Stored dataset items
────────────────────

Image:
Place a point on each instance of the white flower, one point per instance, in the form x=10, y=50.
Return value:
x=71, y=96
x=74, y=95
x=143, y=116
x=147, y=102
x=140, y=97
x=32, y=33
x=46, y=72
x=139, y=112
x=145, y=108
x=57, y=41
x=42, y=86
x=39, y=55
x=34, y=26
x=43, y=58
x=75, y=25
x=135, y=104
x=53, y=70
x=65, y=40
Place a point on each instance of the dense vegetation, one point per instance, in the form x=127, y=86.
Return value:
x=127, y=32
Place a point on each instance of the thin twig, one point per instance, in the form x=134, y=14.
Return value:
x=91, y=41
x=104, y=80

────────────────────

**Task goal:** From the line holding "Place a point on each instance of the dense" to the last line of the records, quote each line exactly and add nothing.

**Response below:**
Place a point on each instance of the dense vegetation, one point per instance, in the form x=127, y=86.
Return value:
x=127, y=32
Place a point on each instance of the thin twig, one point per instance, in the form x=134, y=14.
Return value:
x=91, y=41
x=104, y=80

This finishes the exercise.